=== Texto proporcionado ===
--*--
La corrupción del Estado si no la matamos, suele matar. Y no nos damos cuenta. El que se lucra con sus sobresueldos o comisiones tiene el raciocinio criteriosamente nublado. El hombre recto está cansado, no cesa de ver como rutinario el desfile de horrendos mandatarios o funcionarios que se adueñan del concepto de Estado, sin tener capacidad de saber que son solo funcionarios o empleados y la mayoría de las veces temporales. La perpetuidad, el adueñarse de la protección y bienestar de los ciudadanos es una debilidad constante de ese subdesarrollo mental. No hay manera de hacerles entender que son personajes de paso, que deben responder a reglas. Son los dueños absolutos, ellos rompen con lo anterior (que casualmente siempre estuvo mal) y determinan esos cacicazgos que los que se le alinean con claros intereses económicos aprueban, y todos aquellos ilusos que ideológicamente son captados para el engaño, intentan justificar con el lastimoso pero también cómplice “en todos lados pasan esas cosas”.
--*--
=== Listado proporcionado ===
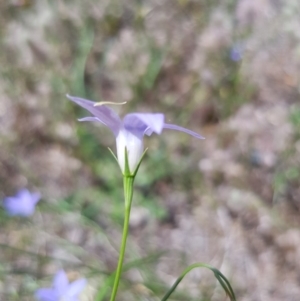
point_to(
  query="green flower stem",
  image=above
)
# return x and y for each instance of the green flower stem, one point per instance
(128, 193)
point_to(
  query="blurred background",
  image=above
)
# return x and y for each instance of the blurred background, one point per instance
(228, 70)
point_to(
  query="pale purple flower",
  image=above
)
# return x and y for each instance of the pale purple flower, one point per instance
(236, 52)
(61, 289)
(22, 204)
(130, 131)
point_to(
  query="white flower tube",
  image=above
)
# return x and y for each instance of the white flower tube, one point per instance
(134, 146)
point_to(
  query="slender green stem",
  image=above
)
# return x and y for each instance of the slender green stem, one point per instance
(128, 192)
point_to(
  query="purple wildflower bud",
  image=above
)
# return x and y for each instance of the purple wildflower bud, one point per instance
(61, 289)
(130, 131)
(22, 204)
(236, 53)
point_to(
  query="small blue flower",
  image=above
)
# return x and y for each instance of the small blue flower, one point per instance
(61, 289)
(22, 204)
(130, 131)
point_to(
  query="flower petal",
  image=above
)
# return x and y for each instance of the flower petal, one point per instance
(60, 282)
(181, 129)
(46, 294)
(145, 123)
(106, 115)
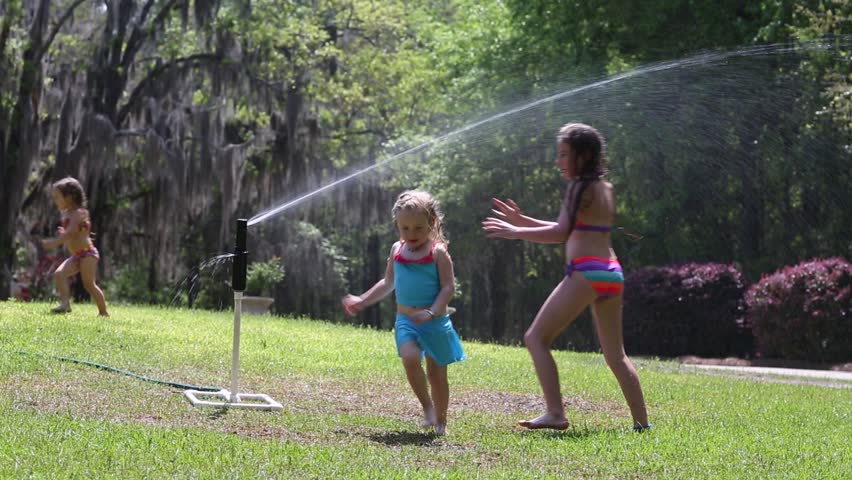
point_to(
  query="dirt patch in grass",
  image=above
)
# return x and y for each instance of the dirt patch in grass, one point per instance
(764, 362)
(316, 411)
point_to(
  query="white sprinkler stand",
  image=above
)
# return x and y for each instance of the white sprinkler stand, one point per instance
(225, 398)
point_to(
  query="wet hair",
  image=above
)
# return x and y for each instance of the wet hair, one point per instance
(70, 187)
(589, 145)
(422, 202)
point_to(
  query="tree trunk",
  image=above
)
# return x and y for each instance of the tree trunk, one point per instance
--*--
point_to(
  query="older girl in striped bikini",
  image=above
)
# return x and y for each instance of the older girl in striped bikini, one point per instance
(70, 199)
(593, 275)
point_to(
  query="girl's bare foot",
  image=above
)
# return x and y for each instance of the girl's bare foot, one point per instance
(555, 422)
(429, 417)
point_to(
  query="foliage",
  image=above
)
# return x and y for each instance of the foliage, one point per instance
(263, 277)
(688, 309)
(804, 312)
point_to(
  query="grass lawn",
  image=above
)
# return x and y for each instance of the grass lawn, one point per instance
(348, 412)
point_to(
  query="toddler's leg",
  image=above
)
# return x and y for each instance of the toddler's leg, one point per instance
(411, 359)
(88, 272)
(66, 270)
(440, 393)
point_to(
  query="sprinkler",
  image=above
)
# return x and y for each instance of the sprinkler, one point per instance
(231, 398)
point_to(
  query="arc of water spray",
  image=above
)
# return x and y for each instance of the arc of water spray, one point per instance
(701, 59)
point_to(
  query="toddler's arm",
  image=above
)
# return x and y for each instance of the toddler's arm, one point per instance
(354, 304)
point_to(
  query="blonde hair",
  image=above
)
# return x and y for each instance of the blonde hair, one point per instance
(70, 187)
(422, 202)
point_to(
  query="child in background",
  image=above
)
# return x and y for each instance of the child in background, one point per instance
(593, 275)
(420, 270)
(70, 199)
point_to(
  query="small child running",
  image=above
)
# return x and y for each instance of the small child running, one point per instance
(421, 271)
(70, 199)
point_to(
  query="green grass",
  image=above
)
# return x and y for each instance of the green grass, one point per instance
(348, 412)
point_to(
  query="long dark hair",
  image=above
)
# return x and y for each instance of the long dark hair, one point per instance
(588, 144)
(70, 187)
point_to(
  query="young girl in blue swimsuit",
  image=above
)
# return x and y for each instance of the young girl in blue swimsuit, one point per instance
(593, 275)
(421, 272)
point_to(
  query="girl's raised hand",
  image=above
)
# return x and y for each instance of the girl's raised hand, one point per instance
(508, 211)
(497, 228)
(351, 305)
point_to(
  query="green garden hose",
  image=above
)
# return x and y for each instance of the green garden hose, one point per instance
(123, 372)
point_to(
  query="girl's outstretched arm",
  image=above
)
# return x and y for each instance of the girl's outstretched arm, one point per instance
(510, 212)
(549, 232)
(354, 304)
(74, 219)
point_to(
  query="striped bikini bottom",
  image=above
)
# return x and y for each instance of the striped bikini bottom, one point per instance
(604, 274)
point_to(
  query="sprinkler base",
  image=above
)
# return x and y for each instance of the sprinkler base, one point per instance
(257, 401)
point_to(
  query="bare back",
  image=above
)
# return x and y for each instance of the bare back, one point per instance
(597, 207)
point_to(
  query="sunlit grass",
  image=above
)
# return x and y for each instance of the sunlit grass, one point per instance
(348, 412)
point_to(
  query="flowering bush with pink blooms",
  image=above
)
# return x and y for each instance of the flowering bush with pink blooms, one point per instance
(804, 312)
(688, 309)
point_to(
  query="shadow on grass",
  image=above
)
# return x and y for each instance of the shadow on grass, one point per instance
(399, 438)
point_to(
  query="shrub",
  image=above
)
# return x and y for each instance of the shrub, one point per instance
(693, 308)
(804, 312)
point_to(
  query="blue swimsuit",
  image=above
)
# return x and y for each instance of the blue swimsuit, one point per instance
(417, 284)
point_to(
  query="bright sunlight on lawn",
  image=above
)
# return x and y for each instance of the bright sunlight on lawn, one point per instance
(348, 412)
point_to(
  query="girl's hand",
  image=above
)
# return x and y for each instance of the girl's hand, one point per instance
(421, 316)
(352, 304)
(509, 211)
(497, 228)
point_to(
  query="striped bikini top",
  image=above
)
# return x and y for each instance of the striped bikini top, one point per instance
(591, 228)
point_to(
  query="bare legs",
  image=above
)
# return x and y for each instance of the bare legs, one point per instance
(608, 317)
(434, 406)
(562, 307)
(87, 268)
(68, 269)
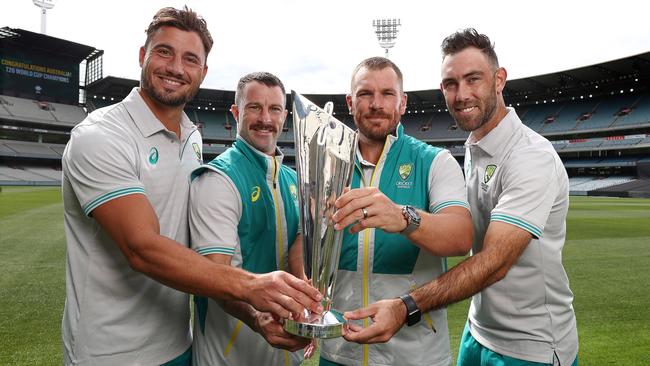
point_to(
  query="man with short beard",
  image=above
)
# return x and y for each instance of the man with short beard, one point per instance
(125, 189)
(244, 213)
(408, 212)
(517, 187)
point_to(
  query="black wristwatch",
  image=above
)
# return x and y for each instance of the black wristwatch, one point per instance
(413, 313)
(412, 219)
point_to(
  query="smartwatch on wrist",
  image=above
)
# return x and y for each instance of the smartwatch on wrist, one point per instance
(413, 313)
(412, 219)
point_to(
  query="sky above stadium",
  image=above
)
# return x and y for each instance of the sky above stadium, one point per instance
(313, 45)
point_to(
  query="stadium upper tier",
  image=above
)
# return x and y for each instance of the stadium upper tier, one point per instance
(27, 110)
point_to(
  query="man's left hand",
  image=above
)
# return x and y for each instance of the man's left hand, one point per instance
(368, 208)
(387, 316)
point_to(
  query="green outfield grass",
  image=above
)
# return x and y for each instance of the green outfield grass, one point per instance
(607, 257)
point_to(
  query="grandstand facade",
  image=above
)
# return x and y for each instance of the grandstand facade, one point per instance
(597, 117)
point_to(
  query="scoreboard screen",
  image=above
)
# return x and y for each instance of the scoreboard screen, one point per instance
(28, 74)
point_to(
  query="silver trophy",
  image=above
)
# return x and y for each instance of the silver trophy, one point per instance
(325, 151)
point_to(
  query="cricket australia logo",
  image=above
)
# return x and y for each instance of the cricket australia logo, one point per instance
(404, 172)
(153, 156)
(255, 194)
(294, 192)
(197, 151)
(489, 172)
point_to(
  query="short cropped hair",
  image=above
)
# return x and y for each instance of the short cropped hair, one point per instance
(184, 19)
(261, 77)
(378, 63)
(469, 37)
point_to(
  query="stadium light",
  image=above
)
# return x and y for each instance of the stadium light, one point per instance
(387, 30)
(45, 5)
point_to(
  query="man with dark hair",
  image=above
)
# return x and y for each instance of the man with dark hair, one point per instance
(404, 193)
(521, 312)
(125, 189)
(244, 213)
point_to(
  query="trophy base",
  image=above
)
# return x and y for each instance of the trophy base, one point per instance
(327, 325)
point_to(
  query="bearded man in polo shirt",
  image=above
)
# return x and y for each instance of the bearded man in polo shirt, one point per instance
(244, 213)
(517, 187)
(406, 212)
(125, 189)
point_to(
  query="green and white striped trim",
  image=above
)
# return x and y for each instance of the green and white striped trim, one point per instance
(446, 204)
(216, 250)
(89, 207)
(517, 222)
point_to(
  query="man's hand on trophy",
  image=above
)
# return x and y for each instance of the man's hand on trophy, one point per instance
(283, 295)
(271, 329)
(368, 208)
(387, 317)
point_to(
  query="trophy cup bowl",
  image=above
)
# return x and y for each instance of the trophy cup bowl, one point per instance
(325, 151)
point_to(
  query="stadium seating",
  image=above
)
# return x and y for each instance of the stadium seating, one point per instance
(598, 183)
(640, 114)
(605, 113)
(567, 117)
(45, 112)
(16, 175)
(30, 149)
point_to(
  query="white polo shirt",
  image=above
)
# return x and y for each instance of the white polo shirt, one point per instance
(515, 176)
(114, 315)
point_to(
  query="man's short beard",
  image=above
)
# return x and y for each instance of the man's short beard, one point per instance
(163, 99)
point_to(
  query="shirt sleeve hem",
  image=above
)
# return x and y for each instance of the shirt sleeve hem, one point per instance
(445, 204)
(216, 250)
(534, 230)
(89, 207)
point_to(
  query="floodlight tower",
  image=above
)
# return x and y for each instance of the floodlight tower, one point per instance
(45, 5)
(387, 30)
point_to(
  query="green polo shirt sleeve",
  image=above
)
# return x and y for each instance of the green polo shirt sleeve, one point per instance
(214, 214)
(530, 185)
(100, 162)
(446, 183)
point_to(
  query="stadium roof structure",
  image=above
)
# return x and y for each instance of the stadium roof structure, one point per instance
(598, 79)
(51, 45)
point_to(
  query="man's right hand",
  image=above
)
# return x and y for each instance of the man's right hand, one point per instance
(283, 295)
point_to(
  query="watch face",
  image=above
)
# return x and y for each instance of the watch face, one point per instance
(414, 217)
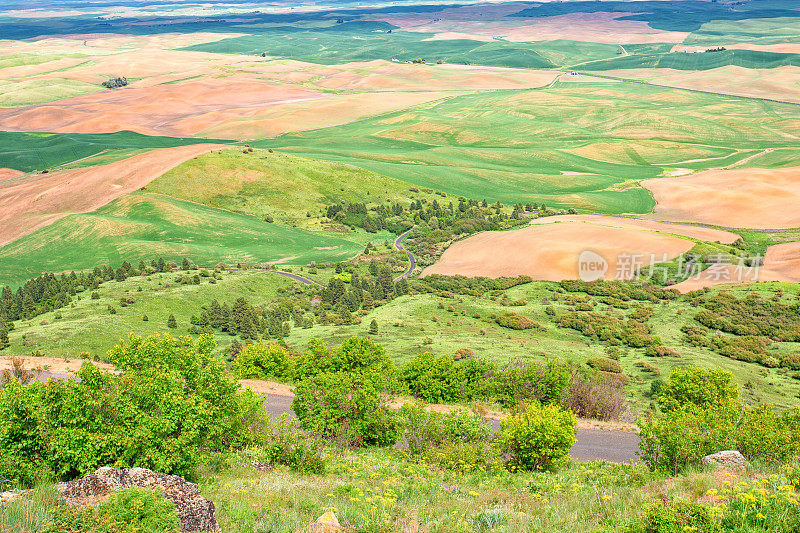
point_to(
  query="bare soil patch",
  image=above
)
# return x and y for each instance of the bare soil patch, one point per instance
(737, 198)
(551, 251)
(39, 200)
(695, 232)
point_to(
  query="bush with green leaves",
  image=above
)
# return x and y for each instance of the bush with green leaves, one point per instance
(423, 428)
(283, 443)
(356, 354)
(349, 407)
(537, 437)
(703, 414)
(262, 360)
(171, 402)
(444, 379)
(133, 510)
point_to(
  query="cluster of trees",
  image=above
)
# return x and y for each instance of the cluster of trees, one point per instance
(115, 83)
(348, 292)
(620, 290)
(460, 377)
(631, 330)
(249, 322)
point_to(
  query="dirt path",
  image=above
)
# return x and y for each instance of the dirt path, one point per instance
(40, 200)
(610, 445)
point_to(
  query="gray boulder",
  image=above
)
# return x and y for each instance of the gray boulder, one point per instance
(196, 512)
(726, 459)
--*--
=== Qué hacer ===
A - Según el texto sobre la corrupción del Estado, ¿cómo tiene el raciocinio quien se lucra con sobresueldos o comisiones?
B - Retoma el texto sobre la corrupción del Estado y continúalo a partir de su última frase.
El listado no tiene ningún papel aquí.

=== Respuestas por tarea ===
A - Lo tiene criteriosamente nublado.

B -
Pero me estoy apartando del tema literario, de la valoración del libro. Aceptado el soborno, la vida de Mourad tambalea, ese mundo ilícito va a velocidad inusitada. Pronto se da cuenta que el mundo de la corrupción tiene sus códigos y que suelen ser más estrictos que los de cualquier manual de buena convivencia. Los demás integrantes de ese selecto círculo obligan a que todo sea a velocidad crucero, un sobre recibido muchas veces impone favores o gestiones sin una gratificación económica. Además, debe manejarse con una serie de principios que obliga a formar parte de ese submundo. El vestir bien, el aparentar, invitar a los clientes a restaurantes lujosos y a salidas disipadas. Mientras tanto, la conciencia del hasta ese momento funcionario impoluto comienza a derrapar, llevándolo a una crisis de existencia. Y el autor nos deja perlas, en la previa a esa caída, Mourad utiliza el libro de Sartre “el Ser y la Nada” para esconder los billetes mal ganados. Elige el libro porque sabe que nadie nunca lo leerá y estarán a resguardo. Y el otro momento literario que utiliza para aferrarse a una tabla de salvación es con una vieja máquina de escribir Olivetti, toda oxidada que él retira del trabajo para reparar y su mujer utiliza junto a un diccionario Larousse para nivelar la cama de su hija. La relación entre estos dos elementos parece ser la única forma de comunicación existente en esos momentos. “La literatura puede jugar a veces el papel de exorcismo, cuando no puedo actuar sobre la realidad, escribo pensando que las palabras pueden mover las cosas. Escribo porque aún creo en las palabras, en la literatura. Tengo esa debilidad; debilidad, porque la literatura no cambia ni al hombre ni a la sociedad”, esa frase en un reportaje me impactó porque me identificó con el valor de la literatura pero su falta de logro en cualquier tipo de conciencias.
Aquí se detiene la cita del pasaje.